**Goal**: Repeat the lines of the records, starting at the line containing "Point out tower window in this frame." and ending at the line containing "[127,108,140,124]", with both of those lines included.

┄┄┄┄┄┄┄┄┄┄

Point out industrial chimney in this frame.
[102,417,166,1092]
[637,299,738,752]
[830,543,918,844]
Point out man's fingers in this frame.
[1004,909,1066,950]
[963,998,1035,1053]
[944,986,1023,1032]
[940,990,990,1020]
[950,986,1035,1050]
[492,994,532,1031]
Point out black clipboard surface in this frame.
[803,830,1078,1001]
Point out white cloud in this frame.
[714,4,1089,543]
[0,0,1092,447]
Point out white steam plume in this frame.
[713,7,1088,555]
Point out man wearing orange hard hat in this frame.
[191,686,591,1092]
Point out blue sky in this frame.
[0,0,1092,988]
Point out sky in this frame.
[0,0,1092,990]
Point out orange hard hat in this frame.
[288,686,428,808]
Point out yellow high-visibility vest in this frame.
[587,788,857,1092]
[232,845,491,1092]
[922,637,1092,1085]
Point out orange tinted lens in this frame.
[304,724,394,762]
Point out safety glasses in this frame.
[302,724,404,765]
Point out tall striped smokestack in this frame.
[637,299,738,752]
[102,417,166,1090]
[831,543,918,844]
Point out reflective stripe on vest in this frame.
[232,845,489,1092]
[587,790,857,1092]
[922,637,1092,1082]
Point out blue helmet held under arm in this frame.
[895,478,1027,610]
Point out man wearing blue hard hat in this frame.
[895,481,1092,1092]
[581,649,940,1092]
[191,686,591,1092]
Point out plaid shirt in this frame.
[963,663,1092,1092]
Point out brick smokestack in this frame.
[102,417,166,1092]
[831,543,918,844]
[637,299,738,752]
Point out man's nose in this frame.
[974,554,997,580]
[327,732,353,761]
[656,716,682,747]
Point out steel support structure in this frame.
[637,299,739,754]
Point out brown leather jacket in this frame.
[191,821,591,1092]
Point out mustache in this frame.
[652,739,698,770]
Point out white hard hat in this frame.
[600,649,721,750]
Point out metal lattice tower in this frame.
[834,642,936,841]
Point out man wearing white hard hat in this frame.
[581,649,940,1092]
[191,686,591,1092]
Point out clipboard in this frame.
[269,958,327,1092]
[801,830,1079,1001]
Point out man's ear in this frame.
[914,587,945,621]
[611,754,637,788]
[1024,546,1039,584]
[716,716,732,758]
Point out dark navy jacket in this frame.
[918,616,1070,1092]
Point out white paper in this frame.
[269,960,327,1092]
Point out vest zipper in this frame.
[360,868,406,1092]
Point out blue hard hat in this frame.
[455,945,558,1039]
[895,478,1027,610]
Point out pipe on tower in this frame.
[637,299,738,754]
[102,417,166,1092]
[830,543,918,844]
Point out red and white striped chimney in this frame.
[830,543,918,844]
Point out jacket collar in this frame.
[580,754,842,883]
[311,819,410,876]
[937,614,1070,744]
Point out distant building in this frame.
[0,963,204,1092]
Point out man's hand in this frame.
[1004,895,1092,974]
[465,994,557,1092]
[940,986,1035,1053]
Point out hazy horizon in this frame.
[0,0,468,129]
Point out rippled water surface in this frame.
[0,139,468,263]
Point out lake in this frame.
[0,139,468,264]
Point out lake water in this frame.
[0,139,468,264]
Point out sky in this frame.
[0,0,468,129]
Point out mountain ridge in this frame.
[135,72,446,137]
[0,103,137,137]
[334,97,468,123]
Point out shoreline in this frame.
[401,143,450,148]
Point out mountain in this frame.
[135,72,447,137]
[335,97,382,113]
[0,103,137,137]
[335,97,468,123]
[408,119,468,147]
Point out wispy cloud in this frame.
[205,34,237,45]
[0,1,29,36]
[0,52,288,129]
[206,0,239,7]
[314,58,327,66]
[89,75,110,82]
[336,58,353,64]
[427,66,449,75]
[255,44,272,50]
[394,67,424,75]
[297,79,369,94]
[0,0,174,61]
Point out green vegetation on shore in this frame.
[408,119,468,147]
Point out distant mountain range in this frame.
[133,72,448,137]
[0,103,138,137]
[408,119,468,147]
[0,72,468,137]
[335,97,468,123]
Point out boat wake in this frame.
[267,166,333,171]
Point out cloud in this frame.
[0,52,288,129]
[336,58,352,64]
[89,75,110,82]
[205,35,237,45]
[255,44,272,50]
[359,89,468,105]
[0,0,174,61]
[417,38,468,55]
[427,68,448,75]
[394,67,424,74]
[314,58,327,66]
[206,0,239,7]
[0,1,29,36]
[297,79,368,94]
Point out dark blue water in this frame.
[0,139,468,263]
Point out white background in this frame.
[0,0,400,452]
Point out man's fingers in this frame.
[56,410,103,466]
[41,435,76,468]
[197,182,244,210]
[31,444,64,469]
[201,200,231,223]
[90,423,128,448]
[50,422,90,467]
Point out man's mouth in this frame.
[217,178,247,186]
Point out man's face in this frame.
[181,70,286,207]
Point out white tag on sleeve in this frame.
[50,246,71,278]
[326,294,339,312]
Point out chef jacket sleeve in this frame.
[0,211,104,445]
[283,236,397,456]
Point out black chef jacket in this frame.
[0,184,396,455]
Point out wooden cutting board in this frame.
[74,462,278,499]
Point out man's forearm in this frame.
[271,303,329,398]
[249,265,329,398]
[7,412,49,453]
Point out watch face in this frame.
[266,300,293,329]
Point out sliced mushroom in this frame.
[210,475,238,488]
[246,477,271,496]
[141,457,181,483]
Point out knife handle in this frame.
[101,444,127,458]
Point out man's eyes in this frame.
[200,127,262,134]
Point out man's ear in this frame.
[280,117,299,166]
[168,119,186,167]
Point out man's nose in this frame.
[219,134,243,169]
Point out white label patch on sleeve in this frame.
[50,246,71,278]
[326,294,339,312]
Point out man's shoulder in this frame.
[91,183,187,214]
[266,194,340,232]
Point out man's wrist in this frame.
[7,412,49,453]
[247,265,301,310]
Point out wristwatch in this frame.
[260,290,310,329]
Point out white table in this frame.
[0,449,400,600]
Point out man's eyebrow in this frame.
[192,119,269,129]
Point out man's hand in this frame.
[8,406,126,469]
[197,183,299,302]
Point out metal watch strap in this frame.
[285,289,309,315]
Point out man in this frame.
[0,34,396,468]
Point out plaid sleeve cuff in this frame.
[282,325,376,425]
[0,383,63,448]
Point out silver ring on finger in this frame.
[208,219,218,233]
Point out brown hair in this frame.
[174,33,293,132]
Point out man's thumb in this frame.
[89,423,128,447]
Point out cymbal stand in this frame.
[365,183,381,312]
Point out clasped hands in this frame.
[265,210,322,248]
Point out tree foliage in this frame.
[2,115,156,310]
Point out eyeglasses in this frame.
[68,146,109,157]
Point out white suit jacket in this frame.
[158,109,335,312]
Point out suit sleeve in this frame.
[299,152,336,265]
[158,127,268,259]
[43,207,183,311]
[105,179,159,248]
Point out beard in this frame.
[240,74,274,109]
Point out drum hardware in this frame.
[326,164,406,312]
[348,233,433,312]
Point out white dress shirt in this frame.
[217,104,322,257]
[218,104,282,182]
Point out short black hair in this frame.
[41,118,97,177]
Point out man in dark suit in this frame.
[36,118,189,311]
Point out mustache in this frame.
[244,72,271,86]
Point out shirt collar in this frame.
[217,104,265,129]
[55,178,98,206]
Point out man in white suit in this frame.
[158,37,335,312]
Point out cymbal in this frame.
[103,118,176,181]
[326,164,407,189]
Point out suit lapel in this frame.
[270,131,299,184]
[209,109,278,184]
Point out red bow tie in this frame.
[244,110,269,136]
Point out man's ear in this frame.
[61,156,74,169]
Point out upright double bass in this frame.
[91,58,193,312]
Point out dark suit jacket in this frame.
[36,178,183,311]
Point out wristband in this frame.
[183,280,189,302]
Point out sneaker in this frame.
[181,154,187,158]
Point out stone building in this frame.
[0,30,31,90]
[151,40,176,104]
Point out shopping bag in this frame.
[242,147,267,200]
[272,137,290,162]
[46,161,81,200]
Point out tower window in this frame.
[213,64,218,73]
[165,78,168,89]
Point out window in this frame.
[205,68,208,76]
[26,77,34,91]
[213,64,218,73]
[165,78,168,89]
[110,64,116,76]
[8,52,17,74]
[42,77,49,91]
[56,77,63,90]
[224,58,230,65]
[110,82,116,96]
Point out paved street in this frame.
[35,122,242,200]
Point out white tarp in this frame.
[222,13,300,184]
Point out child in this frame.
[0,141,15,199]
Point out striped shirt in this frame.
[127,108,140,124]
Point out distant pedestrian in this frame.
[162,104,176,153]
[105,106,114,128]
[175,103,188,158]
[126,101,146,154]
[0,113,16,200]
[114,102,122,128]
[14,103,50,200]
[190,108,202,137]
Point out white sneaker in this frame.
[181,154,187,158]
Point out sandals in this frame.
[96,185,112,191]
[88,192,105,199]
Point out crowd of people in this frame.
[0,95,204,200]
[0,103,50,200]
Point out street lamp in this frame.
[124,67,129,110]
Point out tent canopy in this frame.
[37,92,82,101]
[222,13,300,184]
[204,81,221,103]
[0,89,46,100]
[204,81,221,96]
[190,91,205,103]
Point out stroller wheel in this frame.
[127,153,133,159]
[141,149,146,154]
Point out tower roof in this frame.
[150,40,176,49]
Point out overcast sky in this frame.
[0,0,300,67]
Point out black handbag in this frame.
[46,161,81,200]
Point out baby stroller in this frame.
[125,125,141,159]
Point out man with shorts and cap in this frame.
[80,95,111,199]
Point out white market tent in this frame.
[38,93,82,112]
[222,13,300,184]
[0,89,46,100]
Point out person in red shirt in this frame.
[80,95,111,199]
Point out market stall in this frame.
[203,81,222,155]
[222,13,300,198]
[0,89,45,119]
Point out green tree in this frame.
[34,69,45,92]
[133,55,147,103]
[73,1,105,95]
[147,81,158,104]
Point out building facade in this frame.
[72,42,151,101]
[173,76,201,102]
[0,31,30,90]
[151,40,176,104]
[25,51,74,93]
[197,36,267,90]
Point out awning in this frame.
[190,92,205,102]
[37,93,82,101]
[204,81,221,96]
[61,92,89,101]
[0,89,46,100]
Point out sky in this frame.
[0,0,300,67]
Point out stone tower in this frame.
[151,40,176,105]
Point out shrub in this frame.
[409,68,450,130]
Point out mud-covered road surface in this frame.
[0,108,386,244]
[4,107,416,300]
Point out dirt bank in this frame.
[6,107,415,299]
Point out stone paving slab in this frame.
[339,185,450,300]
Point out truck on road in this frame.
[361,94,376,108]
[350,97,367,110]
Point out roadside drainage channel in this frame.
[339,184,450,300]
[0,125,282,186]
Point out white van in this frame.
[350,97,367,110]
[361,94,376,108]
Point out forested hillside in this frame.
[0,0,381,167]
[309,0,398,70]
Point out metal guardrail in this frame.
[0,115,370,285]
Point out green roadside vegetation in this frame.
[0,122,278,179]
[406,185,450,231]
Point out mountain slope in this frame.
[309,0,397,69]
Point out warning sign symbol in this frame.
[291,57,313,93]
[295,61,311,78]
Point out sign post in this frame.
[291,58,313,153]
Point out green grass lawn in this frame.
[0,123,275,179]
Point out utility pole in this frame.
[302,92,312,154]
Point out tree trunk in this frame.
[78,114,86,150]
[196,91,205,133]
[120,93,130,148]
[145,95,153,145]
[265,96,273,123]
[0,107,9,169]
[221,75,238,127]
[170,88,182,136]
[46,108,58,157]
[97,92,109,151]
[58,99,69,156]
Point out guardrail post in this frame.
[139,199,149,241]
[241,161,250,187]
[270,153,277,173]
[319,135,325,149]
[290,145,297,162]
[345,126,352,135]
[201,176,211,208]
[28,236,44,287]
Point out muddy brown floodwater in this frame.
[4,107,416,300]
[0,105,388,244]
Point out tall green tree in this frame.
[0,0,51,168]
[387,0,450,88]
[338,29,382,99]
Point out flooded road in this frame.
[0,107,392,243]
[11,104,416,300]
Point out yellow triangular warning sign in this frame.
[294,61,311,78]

┄┄┄┄┄┄┄┄┄┄

**Solution**:
Point out tower window in this frame.
[213,64,218,73]
[165,78,168,89]
Point out window in this frame.
[205,68,208,76]
[26,77,34,91]
[213,64,218,73]
[165,78,168,89]
[110,64,116,76]
[8,52,17,74]
[42,77,49,91]
[56,77,63,90]
[224,58,230,65]
[110,82,116,96]
Point out paved street in this frame.
[35,122,242,200]
Point out white tarp in this frame.
[222,13,300,184]
Point out child in this frame.
[0,141,15,199]
Point out striped shirt in this frame.
[127,108,140,124]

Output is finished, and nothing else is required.